INFORMATION SUPPLIED –
○ ○ ○

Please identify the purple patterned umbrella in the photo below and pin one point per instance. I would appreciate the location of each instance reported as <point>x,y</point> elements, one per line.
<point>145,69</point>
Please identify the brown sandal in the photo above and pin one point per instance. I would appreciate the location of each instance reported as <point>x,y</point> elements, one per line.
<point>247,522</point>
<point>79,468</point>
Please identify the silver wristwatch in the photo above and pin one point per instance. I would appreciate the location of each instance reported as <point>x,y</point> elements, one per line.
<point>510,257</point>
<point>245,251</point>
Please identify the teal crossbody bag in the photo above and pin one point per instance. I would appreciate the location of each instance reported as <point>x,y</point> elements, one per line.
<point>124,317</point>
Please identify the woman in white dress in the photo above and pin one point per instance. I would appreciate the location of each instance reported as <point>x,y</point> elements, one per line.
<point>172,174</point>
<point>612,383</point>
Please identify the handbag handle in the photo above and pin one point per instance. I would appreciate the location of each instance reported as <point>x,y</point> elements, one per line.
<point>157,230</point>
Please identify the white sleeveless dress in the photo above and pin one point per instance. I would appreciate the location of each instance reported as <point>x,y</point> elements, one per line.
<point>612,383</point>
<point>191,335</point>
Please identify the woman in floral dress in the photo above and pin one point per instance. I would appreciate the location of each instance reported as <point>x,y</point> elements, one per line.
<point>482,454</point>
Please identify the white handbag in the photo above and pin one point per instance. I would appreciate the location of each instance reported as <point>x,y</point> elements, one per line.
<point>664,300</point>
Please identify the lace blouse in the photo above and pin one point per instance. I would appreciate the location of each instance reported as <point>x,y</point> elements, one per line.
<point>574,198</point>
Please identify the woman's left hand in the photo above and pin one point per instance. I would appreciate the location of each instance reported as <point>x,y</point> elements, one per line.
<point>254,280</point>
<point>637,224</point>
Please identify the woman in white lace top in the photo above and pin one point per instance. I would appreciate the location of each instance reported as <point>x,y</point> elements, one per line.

○ ○ ○

REQUIRED WORK – Copy the entries from the first line through the line that contains "<point>145,69</point>", including both ends, and give only those lines. Keep the requests unchanged, but multiply each point coordinate in the answers by 1.25 and round it to a whole number, rounding halves up.

SOLUTION –
Please identify the purple patterned umbrella in the photo below and pin one point per instance. I would appreciate the location of each instance reported as <point>x,y</point> elements, one per line.
<point>181,86</point>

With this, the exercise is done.